● **Série d'exercices**:
1: Recopiez fidèlement l'extrait du texte sur la rupture épistémologique qui commence à "La rupture au" et se termine à "va le constater.".
2: D'après le texte sur la rupture épistémologique, quelles sont toutes les choses que montre l'histoire de la pensée conçue de cette manière ?
3: Reprenez le texte sur la rupture épistémologique et poursuivez-le après sa dernière phrase.

● **Texte fourni**:
· · · · ·
La rupture au sens épistémologique ajoute à l’historicisation une réflexion sur la qualité et la valeur différentielle de la connaissance et des savoirs produits. Le relativisme est également battu en brèche par l’histoire de la pensée conçue de cette manière, car elle montre des franchissements conceptuels, des acquis dans le savoir, des différences qualitatives dans les façons de connaître qui persistent dans la durée. Il y a, à certains moments dans le domaine scientifique, un saut qualitatif correspondant à une amélioration dans la façon de connaître et à une augmentation du savoir sur le monde. Mais que deviennent-ils, comment s’intègrent-ils dans l’époque qui les accueille ? C’est variable. Des régressions sont possibles comme on va le constater.
· · · · ·
● **Listing de données**:
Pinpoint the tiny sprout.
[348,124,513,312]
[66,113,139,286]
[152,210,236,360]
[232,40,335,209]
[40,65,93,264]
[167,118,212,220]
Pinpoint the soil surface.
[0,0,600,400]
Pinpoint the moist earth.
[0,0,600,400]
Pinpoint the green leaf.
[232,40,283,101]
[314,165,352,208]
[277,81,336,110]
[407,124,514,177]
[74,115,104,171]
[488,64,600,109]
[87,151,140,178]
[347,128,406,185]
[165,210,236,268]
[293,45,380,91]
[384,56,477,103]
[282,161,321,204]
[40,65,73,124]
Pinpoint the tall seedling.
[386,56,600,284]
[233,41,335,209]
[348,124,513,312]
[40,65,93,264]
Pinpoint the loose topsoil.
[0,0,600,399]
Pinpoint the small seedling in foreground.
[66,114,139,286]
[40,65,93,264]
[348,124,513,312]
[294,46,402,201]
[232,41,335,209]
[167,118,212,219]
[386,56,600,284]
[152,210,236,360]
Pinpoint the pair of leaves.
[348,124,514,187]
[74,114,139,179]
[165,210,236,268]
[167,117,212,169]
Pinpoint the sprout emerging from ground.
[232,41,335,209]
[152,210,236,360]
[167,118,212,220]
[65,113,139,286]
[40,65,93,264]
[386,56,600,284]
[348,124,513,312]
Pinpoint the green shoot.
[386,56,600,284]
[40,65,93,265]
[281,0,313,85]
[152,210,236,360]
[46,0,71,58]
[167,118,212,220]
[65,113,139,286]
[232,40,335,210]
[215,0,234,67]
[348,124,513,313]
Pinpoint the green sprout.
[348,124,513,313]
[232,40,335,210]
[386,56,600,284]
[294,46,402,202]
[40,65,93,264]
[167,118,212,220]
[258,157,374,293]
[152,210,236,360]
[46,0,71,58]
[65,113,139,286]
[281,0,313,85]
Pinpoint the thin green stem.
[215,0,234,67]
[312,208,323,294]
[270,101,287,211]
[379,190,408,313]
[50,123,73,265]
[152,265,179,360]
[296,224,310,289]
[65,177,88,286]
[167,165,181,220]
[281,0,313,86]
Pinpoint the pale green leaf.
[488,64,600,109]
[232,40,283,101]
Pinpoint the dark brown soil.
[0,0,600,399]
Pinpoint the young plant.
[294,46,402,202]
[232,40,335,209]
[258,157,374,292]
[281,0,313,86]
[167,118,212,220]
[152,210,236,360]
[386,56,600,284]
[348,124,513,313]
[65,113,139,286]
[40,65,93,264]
· · · · ·
● **Réponses par exercice**:
1:
La rupture au sens épistémologique ajoute à l’historicisation une réflexion sur la qualité et la valeur différentielle de la connaissance et des savoirs produits. Le relativisme est également battu en brèche par l’histoire de la pensée conçue de cette manière, car elle montre des franchissements conceptuels, des acquis dans le savoir, des différences qualitatives dans les façons de connaître qui persistent dans la durée. Il y a, à certains moments dans le domaine scientifique, un saut qualitatif correspondant à une amélioration dans la façon de connaître et à une augmentation du savoir sur le monde. Mais que deviennent-ils, comment s’intègrent-ils dans l’époque qui les accueille ? C’est variable. Des régressions sont possibles comme on va le constater.

2:
- des franchissements conceptuels
- des acquis dans le savoir
- des différences qualitatives dans les façons de connaître qui persistent dans la durée

3:
2. La dynamique conceptuelle qui a porté Freud

Nous nous contenterons dans cet article d'un coup de projecteur sur une dynamique particulière : celle qui fait s'opposer les partisans d'une origine psychique à ceux tenant pour une origine neurobiologique des troubles. C'est à Sigmund Freud que l'on doit la mise en avant du psychisme comme entité plausible pour y situer les causes des troubles psychopathologiques. Voyons le contexte intellectuel dans lequel s’est produite l’intervention de Sigmund Freud dans le champ de la psychopathologie.

La « querelle des méthodes » date de la fin du XIXe siècle ; elle a opposé les partisans d'une science explicative à ceux d'une science compréhensive. Ceci a été mis en lumière en 1883 par Wilhelm Dilthey dans son Introduction aux sciences de l'esprit. Les principaux auteurs ayant eu une influence sur la psychopathologie à ce moment sont Franz Brentano avec La Psychologie du point de vue empirique, Wilhelm Wundt Fondements de la psychologie publiés en allemand la même année (1874) et divers auteurs situés du côté psychiatrique Emil Kraepelin, Krafft Ebing, Wilhelm Griesinger, Martin Charcot.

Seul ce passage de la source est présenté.